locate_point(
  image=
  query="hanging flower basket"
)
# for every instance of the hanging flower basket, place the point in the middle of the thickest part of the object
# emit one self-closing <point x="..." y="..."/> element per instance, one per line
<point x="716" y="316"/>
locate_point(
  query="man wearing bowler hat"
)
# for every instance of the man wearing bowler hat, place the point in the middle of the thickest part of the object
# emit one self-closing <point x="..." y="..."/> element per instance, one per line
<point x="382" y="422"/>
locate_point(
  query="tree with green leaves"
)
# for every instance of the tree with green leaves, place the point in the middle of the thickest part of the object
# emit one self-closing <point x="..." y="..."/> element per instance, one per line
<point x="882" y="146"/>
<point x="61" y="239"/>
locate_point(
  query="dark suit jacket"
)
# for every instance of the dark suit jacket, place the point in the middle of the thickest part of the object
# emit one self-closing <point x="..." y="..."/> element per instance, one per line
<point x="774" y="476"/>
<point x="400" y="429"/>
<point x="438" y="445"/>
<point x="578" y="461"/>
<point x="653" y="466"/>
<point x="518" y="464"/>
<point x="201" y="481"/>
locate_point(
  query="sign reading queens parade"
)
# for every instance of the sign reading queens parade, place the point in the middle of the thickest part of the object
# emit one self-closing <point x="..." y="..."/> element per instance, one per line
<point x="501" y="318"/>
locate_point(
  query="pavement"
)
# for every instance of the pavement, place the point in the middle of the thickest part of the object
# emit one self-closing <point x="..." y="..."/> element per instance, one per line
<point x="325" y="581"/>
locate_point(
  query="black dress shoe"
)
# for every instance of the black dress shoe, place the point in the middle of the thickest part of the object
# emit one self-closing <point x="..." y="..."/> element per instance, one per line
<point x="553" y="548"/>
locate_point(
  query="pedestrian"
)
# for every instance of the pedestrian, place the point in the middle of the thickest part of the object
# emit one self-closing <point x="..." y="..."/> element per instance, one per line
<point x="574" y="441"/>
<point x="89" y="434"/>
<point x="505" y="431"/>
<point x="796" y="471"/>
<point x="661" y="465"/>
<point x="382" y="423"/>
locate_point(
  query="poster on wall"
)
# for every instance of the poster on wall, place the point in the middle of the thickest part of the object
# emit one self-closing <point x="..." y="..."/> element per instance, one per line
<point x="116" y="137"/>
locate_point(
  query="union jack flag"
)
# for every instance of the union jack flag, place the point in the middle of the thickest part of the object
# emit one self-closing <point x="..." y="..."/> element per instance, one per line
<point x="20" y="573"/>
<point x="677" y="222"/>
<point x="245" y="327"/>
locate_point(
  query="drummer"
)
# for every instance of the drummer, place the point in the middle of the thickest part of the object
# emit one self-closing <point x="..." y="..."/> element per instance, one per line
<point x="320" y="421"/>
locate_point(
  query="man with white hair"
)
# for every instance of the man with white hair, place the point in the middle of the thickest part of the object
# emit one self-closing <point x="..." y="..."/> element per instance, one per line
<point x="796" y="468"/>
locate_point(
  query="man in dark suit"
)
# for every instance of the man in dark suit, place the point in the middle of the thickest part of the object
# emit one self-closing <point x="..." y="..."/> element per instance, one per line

################

:: What this task involves ::
Retype all of the material above with every character intact.

:: Result of this exercise ::
locate_point(
  image=
  query="hanging flower basket"
)
# for every instance of the hanging flower basket, place the point in the middle of the thickest part of the object
# emit one self-closing <point x="..." y="..."/> element per instance, one per line
<point x="716" y="316"/>
locate_point(
  query="man wearing bowler hat"
)
# for every instance of the man wearing bowler hat, place the point in the middle of the thickest part of the object
# emit one self-closing <point x="..." y="..."/> element per instance, one per line
<point x="382" y="422"/>
locate_point(
  query="tree with green leaves"
)
# for every instance of the tree with green leaves, place the point in the middle of the thickest part of the object
# emit one self-closing <point x="..." y="..."/> element per instance, one per line
<point x="882" y="146"/>
<point x="61" y="239"/>
locate_point(
  query="dark suit jacket"
)
# for every instance of the dark suit jacket, place the point in the middle of the thickest part of the object
# emit one self-closing <point x="..." y="..."/> element per instance, one per line
<point x="774" y="476"/>
<point x="400" y="429"/>
<point x="438" y="445"/>
<point x="578" y="461"/>
<point x="653" y="466"/>
<point x="518" y="464"/>
<point x="201" y="481"/>
locate_point(
  query="sign reading queens parade"
)
# for every instance of the sign reading queens parade, place the point in the middle of the thickest part of the object
# emit one self-closing <point x="..." y="..."/> element per instance, one per line
<point x="501" y="318"/>
locate_point(
  query="pavement"
)
# for every instance of the pavement, place the point in the middle of the thickest part of the object
# emit one self-closing <point x="..." y="..."/> element per instance, one per line
<point x="325" y="581"/>
locate_point(
  query="black dress shoe"
)
# for every instance of the black dress shoe, place the point in the middle of the thickest part of the object
# emit one self-closing <point x="..." y="..."/> element per instance, one per line
<point x="553" y="548"/>
locate_point(
  query="pedestrian"
)
# for every instance of the pedestrian, place the point in the middle of the thickest part of the object
# emit one self-closing <point x="..." y="..."/> element per instance, one per line
<point x="574" y="441"/>
<point x="89" y="434"/>
<point x="505" y="431"/>
<point x="796" y="471"/>
<point x="661" y="465"/>
<point x="382" y="423"/>
locate_point(
  query="poster on wall"
)
# for every instance of the poster on wall, place the point in the middle of the thickest part of the object
# emit one self-closing <point x="..." y="..."/> element per instance, one per line
<point x="116" y="137"/>
locate_point(
  query="union jack flag"
)
# for every instance of the union jack flag, place the point in the middle of the thickest part of the object
# emit one self-closing <point x="..." y="..."/> element per instance, one per line
<point x="20" y="573"/>
<point x="677" y="222"/>
<point x="245" y="327"/>
locate_point(
  query="drummer"
)
# for every instance of the drummer, place the point in the middle of the thickest part of the object
# emit one self-closing <point x="..." y="..."/> element per instance, one per line
<point x="320" y="421"/>
locate_point(
  query="man with white hair"
)
# for every instance of the man with white hair, place the point in the middle of the thickest part of the object
# emit one self-closing <point x="..." y="..."/> element per instance, one per line
<point x="796" y="468"/>
locate_point(
  query="man in dark suit"
)
# for every instance of the man in dark suit, place the point in the middle of the thickest part of the object
# emit one self-closing <point x="..." y="..."/> element per instance, one per line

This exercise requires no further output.